-------- Extracted text --------

The average income for the top 0.1 percent was $3 million in 2002, the latest year for which averages are available. That number is two and a half times the $1.2 million, adjusted for inflation, that group reported in 1980. No other income group rose nearly as fast.

The share of the nation's income earned by those in this uppermost category has more than doubled since 1980, to 7.4 percent in 2002. The share of income earned by the rest of the top 10 percent rose far less, and the share earned by the bottom 90 percent fell.

Next, examine the net worth of American households. The group with homes, investments and other assets worth more than $10 million comprised 338,400 households in 2001, the last year for which data are available. The number has grown more than 400 percent since 1980, after adjusting for inflation, while the total number of households has grown only 27 percent.

The Bush administration tax cuts stand to widen the gap between the hyper-rich and the rest of America. The merely rich, making hundreds of thousands of dollars a year, will shoulder a disproportionate share of the tax burden.

-------- Supplied information --------

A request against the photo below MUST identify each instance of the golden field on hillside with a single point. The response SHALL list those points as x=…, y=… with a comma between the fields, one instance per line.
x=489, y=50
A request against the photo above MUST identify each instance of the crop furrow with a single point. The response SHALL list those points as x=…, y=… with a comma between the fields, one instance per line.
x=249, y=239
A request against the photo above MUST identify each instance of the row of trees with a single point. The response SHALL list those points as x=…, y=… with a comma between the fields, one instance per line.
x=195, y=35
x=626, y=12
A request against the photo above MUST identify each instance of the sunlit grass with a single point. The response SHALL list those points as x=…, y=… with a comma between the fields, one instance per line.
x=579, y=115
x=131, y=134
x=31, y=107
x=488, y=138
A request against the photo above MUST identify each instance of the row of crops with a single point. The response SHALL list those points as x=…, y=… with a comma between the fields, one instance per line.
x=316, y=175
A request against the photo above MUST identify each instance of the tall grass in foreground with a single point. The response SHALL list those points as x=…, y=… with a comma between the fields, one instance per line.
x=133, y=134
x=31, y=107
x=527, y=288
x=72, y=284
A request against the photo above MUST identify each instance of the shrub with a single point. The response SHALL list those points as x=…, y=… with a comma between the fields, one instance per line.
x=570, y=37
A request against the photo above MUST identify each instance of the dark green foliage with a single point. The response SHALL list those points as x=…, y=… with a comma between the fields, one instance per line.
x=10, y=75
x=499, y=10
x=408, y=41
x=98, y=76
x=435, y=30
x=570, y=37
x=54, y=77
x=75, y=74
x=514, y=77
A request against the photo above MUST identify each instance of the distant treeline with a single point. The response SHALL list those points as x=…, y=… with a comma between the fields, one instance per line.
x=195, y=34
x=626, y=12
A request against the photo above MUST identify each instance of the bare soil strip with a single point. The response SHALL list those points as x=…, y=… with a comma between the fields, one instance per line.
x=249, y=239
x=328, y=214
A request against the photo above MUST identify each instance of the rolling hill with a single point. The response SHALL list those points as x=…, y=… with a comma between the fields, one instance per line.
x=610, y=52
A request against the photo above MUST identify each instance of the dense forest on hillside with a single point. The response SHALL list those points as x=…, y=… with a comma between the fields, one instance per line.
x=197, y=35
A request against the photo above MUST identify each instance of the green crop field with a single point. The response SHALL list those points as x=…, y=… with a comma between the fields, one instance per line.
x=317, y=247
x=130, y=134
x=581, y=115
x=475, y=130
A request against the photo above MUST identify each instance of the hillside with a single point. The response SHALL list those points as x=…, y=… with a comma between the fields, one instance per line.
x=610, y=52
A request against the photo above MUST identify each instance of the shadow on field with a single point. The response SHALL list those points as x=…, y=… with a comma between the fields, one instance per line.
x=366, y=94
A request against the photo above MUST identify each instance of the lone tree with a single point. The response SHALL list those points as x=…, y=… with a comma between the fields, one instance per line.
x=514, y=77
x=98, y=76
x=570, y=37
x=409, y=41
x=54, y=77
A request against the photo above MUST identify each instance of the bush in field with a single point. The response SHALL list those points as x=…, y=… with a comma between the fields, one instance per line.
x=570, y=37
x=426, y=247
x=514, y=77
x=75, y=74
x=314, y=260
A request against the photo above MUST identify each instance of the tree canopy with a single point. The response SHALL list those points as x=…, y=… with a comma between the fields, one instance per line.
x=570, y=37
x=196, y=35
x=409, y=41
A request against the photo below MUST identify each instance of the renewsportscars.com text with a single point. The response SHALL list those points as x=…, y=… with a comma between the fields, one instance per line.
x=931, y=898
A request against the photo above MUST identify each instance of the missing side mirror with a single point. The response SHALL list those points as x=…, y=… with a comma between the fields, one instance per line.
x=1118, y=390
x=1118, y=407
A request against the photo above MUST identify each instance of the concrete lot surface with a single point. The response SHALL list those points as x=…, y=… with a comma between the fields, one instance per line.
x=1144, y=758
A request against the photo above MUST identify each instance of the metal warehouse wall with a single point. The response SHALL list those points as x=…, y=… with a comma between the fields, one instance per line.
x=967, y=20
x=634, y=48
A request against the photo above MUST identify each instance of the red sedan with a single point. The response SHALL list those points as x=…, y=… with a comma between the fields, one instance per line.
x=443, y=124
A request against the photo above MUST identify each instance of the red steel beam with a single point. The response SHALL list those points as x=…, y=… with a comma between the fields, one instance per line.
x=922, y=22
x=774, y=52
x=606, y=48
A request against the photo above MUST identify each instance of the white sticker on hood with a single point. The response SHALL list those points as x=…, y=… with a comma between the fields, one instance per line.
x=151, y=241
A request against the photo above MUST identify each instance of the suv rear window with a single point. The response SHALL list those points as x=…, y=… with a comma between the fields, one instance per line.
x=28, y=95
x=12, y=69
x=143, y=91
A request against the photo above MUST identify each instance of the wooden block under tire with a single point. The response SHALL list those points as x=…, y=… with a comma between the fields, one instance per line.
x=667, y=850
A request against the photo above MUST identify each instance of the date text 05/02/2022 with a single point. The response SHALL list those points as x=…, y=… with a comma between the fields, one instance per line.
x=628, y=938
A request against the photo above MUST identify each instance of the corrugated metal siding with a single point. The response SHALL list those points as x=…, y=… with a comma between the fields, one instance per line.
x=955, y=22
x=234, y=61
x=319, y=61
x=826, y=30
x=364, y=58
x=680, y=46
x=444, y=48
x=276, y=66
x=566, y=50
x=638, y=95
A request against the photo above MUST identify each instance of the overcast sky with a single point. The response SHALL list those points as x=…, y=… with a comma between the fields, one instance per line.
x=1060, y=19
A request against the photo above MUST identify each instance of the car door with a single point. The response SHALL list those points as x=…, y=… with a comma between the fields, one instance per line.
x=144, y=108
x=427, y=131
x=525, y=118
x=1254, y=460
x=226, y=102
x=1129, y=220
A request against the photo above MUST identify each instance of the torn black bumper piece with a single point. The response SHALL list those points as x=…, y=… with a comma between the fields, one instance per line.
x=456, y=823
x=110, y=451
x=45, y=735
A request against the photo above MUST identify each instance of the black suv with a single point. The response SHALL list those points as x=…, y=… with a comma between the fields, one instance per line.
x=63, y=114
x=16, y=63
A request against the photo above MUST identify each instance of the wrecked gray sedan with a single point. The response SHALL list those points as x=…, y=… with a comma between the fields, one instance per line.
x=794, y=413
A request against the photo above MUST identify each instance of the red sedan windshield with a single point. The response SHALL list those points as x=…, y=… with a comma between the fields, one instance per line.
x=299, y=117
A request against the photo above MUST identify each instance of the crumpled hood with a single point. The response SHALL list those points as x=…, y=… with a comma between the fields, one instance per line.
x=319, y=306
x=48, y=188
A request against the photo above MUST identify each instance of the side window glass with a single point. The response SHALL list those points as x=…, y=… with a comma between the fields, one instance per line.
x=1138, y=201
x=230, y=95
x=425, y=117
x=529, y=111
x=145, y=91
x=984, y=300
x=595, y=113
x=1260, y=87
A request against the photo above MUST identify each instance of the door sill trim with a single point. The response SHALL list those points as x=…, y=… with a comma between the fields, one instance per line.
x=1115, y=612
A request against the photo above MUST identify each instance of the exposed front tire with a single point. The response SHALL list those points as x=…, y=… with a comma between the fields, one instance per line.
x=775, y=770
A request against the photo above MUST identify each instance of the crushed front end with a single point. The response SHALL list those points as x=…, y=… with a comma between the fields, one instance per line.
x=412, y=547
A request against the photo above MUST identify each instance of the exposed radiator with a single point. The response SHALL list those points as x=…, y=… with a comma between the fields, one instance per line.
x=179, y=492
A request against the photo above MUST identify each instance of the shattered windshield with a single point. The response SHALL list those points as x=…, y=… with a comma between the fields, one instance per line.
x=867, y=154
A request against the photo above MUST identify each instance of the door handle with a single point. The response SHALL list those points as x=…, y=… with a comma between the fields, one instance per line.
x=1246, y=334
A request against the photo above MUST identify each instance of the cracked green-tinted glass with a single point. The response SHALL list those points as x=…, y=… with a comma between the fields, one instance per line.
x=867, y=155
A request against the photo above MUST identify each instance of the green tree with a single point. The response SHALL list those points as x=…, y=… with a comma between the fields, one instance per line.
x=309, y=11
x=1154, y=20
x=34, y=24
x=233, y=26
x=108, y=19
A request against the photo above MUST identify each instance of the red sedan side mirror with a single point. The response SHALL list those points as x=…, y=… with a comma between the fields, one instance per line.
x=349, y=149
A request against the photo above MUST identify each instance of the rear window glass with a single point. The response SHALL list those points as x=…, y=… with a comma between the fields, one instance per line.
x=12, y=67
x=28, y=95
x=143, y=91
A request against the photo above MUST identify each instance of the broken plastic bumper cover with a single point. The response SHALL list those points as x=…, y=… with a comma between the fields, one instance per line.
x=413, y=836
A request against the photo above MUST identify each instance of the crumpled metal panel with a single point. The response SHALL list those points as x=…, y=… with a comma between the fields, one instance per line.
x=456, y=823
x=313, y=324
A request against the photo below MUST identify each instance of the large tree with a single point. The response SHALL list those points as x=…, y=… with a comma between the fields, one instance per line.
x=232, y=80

--------

# To do
In the passage on top-income growth, rewrite the stretch from "The average income" through "nearly as fast.", changing "average income" to "mean income".

# Full output
The mean income for the top 0.1 percent was $3 million in 2002, the latest year for which averages are available. That number is two and a half times the $1.2 million, adjusted for inflation, that group reported in 1980. No other income group rose nearly as fast.